Fresh
User guide Fresh

Getting the most out of Fresh.

Fresh is your Mac's short-term memory — desktop, Downloads, screenshots, and clipboard, all one keystroke away. This guide covers every panel, every shortcut, and how to make Fresh feel invisible.

Step 1

Opening Fresh #

Fresh has no Dock icon and no main window in the usual sense. It lives in the background and waits for you. There are two ways to bring it up — the global hotkey, and the small leaf icon in your menubar. Both open the same panel, in the same place, with the same content.

The panel — one search, four scoped tabs, results from every source ranked together.

The global hotkey

Press Space from anywhere — Mail, Safari, Xcode, full-screen Keynote — and Fresh slides in over the top, centred on your active display. Press it again, or hit Esc, and it slips away. There's no animation tax: open and close are instant.

The default is Space on purpose — it matches the muscle memory you've already built for Spotlight, Alfred, and Raycast. If you use one of those, you've probably already remapped Spotlight to Space alone, leaving the option-flavoured version free for Fresh. If not, change the shortcut in Settings → Shortcut.

The hotkey works everywhere — even on top of full-screen apps, in Mission Control, or while another app is "captured" (games, recording software). The panel joins all Spaces and floats above full-screen windows.

The menubar icon

Up in your menubar — left of the clock, near Wi-Fi and battery — Fresh shows a small leaf. Click it for a compact popover with the same things the panel has, in miniature: your Pocket, recent files, any cleanup suggestions, and a footer with Open / Settings / Quit.

##############################

▶ **What is asked**
Please decide whether each statement agrees with the Fresh user guide above, answering yes or no and quoting the words of the guide that decide it. (a) Fresh has an icon in the Dock. (b) The panel can float above full-screen windows. (c) The footer of the menubar popover includes a Quit option.

▶ **Stored records**
##############################

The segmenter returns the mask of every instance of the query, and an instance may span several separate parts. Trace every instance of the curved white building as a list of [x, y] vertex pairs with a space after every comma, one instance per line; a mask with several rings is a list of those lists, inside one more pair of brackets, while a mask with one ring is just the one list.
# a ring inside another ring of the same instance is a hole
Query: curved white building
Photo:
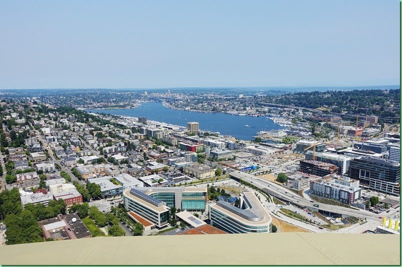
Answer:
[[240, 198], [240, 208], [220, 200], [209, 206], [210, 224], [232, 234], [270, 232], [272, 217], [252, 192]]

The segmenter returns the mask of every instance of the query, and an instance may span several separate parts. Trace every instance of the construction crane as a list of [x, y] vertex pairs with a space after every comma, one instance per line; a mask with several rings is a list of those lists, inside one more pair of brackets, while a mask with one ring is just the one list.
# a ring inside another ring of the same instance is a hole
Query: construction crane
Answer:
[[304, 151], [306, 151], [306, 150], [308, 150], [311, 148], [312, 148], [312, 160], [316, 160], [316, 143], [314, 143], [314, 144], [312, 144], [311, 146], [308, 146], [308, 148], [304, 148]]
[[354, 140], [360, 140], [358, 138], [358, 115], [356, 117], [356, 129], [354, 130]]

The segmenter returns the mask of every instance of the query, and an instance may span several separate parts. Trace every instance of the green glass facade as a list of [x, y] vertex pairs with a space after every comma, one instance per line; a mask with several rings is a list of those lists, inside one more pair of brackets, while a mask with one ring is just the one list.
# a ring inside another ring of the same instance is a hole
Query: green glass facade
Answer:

##############################

▶ **Exercise answer**
(a) No: "Fresh has no Dock icon"
(b) Yes: "floats above full-screen windows"
(c) Yes: "a footer with Open / Settings / Quit"